Pointing records:
━━━━━━━━━━━━━━━━━━━━━━━━━━━━━━

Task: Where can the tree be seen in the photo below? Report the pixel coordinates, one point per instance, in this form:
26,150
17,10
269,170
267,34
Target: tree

━━━━━━━━━━━━━━━━━━━━━━━━━━━━━━

■ **EXERCISE**: Can you rewrite the records above with "Report" replaced by "List" and everything else left unchanged?

■ **CORRECT RESULT**:
Task: Where can the tree be seen in the photo below? List the pixel coordinates, one point per instance, in this form:
26,150
17,10
269,170
267,34
Target: tree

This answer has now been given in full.